Text under study:
A Guide to New Diabetes Drugs

Published in Hopkins Medicine - Spring/Summer 2021

New medicines for people who have diabetes seem to pop up all the time: drugs that help the body break down carbohydrates, drugs that increase excretion of glucose in the urine, drugs that help muscles respond to insulin and drugs that stimulate the pancreas to produce it … the list of pharmaceutical options to treat diabetes gets longer and longer.

The downside of this wealth of treatment options is that it can be difficult for health care providers to stay on top of the latest research and standards of care.

Johns Hopkins endocrinologist Rita Rastogi Kalyani has authored a clinical practice review article that distills the newest trial results and guidelines into a systematic approach for treating patients with diabetes and a risk of cardiovascular disease. Kalyani’s article, published in the April 1 New England Journal of Medicine, is the first clinical practice review that the journal has published on diabetes management in almost a decade.

People who have type 2 diabetes are more than twice as likely to develop atherosclerotic cardiovascular disease and heart failure than people who don’t have the disease. The NEJM article presents an up-to-date approach for health care providers when choosing among glucose-lowering therapies for their patients with diabetes, particularly to reduce the risk of cardiovascular disease.

“We’ve seen a major shift in diabetes care over the past few years. We now have tools to better understand how to reduce both microvascular and macrovascular complications in people with type 2 diabetes,” says Kalyani, whose article examines the cardiovascular benefits and risks of the most commonly used drugs for diabetes that are currently available on the U.S. market.

Data for analysis:
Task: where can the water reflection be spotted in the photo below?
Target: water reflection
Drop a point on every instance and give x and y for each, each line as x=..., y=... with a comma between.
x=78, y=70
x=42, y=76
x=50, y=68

Tasks to carry out:
**A)** Answer these questions from the guide to new diabetes drugs:
(i) In which journal, and on what date, was Kalyani's review article published?
(ii) How much more likely than people without the disease are people with type 2 diabetes to develop atherosclerotic cardiovascular disease and heart failure?
(iii) In which publication and issue did the guide appear?
**B)** Print the part of the guide to new diabetes drugs from "New medicines for" to "longer and longer.".
**C)** Carry on the guide to new diabetes drugs from where it stops.

Answers to each task:
**A)**
(i) The New England Journal of Medicine, April 1.
(ii) More than twice as likely.
(iii) Hopkins Medicine, Spring/Summer 2021.

**B)**
New medicines for people who have diabetes seem to pop up all the time: drugs that help the body break down carbohydrates, drugs that increase excretion of glucose in the urine, drugs that help muscles respond to insulin and drugs that stimulate the pancreas to produce it … the list of pharmaceutical options to treat diabetes gets longer and longer.

**C)**
Kalyani lists specific agents in two newer drug classes as beneficial for patients with diabetes who already show signs of heart or blood vessel disease.

The NEJM article also details specific drugs that offer additional benefits for patients with diabetes who have conditions such as multiple cardiovascular disease risk factors, heart failure and chronic kidney disease. And it includes comprehensive drug tables that lay out the factors to consider in clinical practice when choosing a glucose-lowering drug for patients with type 2 diabetes, including A1C-lowering efficacy, route and frequency of administration, cost, effects on weight, risk of hypoglycemia, side effects and clinical benefits.

“Health care providers in primary care, endocrinology, cardiology and nephrology are now prescribing these newer glucose-lowering drugs for their patients,” Kalyani says. “Diabetes care will need to be increasingly collaborative in the future and, at its core, remain patient-centered.”